*Source excerpt*
From Casetext: Smarter Legal Research

Darbonne v. Brantley

United States District Court, E.D. Louisiana
Jan 21, 2005
Civil Action No: 04-2931 SECTION: "R" (5) (E.D. La. Jan. 21, 2005)

Opinion

Civil Action No: 04-2931 SECTION: "R" (5).

January 21, 2005


ORDER AND REASONS


The plaintiff moves the Court for a voluntary dismissal of his action. The defendant opposes the motion to dismiss pending a decision on its motion for Rule 11 sanctions. For the following reasons, the Court DENIES the defendant's motion for sanctions and GRANTS the plaintiff's motion to dismiss.

I. BACKGROUND

On October 28, 2003, Envirosource filed a suit on an open account against Mid-America Resources Corporation. Envirosource states in its complaint that jurisdiction in this Court is proper because the parties are diverse. Specifically, Envirosource is a Texas corporation and Mid-America is a Louisiana corporation. Envirosource alleges that Mid-America owes it $19,065.00.

The Court notes that Envirosource references the federal employment discrimination statutes in its complaint. ( See Pl.'s Compl. at ¶¶ 2, 3.) The Court concludes that this was likely an error because Envirosource titled its complaint "Suit on Open Account." Accordingly, all of the factual allegations relate to a suit on an open account and not a suit for employment discrimination. Furthermore, Envirosource states that venue is proper in this district, citing to 42 U.S.C. § 2000e-5(k). This provision, however, governs the awarding of attorney's fees to prevailing parties in employment discrimination suits, not venue.

On November 23, 2004, Mid-America sent Envirosource a letter via certified mail. ( See Def.'s Mot. Dismiss, Ex. B.) In the letter, Mid-America noted that Envirosource alleged (1) that diversity jurisdiction existed between the parties, and (2) that Mid-America owed it $19,065.00. Mid-America then noted that 28 U.S.C. § 1332 requires the amount in controversy to exceed $75,000.00 for diversity jurisdiction to exist. Mid-America informed Envirosource that it thought that Envirosource's complaint was contrary to section 1332. Mid-America informed Envirosource that it would seek sanctions if Envirosource did not dismiss the complaint.

*Exercise task 1*
According to the court order, how much does Envirosource allege Mid-America owes it?

*Records for this exercise*
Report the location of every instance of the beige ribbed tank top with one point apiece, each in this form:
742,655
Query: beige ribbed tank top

...

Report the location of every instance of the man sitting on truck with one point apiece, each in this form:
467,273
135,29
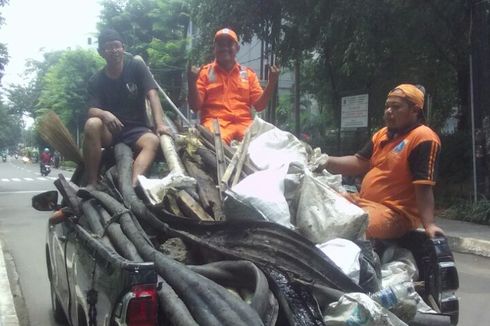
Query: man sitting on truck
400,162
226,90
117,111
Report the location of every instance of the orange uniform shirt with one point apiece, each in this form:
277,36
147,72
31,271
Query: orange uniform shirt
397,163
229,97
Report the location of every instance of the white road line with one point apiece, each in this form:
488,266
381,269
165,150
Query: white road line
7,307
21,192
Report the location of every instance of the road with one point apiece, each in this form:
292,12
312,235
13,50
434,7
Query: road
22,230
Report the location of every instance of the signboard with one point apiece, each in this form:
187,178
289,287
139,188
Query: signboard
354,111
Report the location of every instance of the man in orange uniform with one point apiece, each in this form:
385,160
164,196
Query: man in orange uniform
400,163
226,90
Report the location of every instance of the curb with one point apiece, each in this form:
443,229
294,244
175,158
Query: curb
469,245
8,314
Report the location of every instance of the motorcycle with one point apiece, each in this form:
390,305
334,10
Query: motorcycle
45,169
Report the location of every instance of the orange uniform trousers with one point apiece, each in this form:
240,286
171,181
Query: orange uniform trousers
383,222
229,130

*Exercise task 2*
Render the rows from the line with "Report the location of every instance of the beige" to the line with "Query: beige ribbed tank top" as a numbered list, leaving out blank lines.

*Exercise output 1*
$19,065.00

*Exercise output 2*
1. Report the location of every instance of the beige ribbed tank top with one point apiece, each in this form:
2. 742,655
3. Query: beige ribbed tank top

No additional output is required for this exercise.